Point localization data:
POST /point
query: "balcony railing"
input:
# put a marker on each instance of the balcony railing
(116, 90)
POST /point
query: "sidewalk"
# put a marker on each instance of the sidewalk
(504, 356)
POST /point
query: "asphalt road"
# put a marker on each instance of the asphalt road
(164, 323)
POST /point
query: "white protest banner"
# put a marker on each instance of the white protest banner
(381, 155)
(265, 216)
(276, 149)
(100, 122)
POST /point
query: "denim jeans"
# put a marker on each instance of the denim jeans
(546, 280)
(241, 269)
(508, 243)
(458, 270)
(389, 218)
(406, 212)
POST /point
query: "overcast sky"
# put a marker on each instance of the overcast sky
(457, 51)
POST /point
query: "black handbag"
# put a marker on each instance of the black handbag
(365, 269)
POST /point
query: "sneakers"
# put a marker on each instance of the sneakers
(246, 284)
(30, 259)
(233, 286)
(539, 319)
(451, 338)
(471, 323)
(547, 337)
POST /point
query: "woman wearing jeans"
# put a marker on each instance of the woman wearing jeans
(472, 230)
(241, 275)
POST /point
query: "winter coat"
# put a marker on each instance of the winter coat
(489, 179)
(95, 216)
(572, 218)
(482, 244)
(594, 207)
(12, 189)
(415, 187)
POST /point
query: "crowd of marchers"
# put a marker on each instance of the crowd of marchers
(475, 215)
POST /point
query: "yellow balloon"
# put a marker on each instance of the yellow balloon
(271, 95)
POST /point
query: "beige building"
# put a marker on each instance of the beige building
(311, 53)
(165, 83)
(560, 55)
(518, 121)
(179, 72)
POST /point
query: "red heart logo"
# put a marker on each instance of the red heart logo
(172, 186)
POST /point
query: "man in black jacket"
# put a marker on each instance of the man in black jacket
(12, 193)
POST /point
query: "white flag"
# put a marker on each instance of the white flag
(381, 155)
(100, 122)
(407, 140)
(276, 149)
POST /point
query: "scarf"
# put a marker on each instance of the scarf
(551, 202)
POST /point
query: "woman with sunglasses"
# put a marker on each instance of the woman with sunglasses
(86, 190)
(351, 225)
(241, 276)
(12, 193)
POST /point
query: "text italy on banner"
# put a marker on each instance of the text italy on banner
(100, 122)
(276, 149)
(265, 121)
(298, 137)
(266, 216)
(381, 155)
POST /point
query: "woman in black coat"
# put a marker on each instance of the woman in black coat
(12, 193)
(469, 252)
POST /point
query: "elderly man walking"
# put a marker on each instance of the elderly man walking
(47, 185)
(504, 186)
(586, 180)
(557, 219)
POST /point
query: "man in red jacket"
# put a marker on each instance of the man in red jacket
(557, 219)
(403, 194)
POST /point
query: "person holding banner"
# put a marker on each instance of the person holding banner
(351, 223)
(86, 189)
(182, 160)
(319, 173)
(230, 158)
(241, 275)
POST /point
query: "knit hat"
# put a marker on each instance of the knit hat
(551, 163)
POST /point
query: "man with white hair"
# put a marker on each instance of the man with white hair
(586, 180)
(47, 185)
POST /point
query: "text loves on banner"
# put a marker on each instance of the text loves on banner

[Task description]:
Could you retype each record exactly as it appears?

[Answer to the exercise]:
POST /point
query: "balcony railing"
input:
# put a marker on each instance of the balcony railing
(116, 90)
POST /point
query: "sidewalk"
# put a marker on each instance of the sidewalk
(504, 356)
POST /point
query: "asphalt road"
# put a marker on each instance of the asphalt road
(164, 323)
POST /point
query: "white protest banner"
# put a marker on each instance of the white protest banner
(381, 155)
(265, 216)
(276, 149)
(100, 122)
POST /point
query: "denim jeans"
# put a marker on each instance of the denim jeans
(546, 280)
(241, 269)
(508, 243)
(458, 270)
(389, 218)
(406, 212)
POST /point
query: "overcast sky"
# put a marker on each instance of the overcast sky
(457, 51)
POST /point
query: "black handbag"
# put a marker on each instance of the black handbag
(365, 269)
POST /point
query: "sneakers"
# put a marker on each instance of the sneakers
(246, 284)
(30, 259)
(233, 286)
(539, 319)
(451, 338)
(471, 323)
(547, 337)
POST /point
query: "woman wearing jeans"
# put a marker on each instance of the woman wearing jeans
(472, 230)
(241, 275)
POST /point
query: "winter coat"
# put a marker on each instance of the winter coat
(489, 179)
(95, 216)
(572, 218)
(482, 244)
(594, 207)
(12, 189)
(415, 187)
POST /point
query: "crowd of marchers"
# put a marker on each instance of the crowd of marchers
(475, 215)
POST /point
query: "yellow balloon"
# put a marker on each instance of the yellow balloon
(271, 95)
POST /point
query: "beige building"
# put a marker on each instance of the beige building
(311, 53)
(165, 83)
(560, 55)
(518, 121)
(179, 72)
POST /point
query: "red heart logo"
# put a marker on each instance of the red heart logo
(172, 186)
POST /point
query: "man in black jacket"
# put a marker on each instance of the man in black jacket
(12, 193)
POST /point
query: "white flag"
# put a marker on each instance of the white flag
(381, 155)
(100, 122)
(407, 140)
(276, 149)
POST /point
query: "scarf"
# put a marker on each instance of the scarf
(551, 202)
POST /point
query: "woman with sunglasses"
# put a marker on each instance of the woman with sunglasses
(86, 190)
(351, 225)
(241, 276)
(12, 193)
POST /point
query: "text italy on banner"
# put a marker on each instance of the text italy on banner
(100, 122)
(276, 149)
(265, 121)
(298, 137)
(266, 216)
(381, 155)
POST /point
query: "woman in black coat"
# put a marker on each instance of the woman in black coat
(12, 193)
(469, 252)
POST /point
query: "elderly man walking"
# put a marker on each instance of the elderly man walking
(47, 185)
(504, 186)
(586, 180)
(557, 219)
POST /point
query: "man in red jacket"
# put a marker on each instance of the man in red jacket
(557, 219)
(403, 194)
POST /point
query: "person holding banner"
# put a marker on each instance of the person holding banner
(351, 223)
(86, 189)
(182, 160)
(319, 173)
(230, 158)
(241, 275)
POST /point
query: "knit hat"
# put a marker on each instance of the knit hat
(551, 163)
POST /point
query: "man with white hair"
# put a marker on each instance of the man with white hair
(586, 180)
(47, 185)
POST /point
query: "text loves on banner"
# put a marker on each instance of the text loves on banner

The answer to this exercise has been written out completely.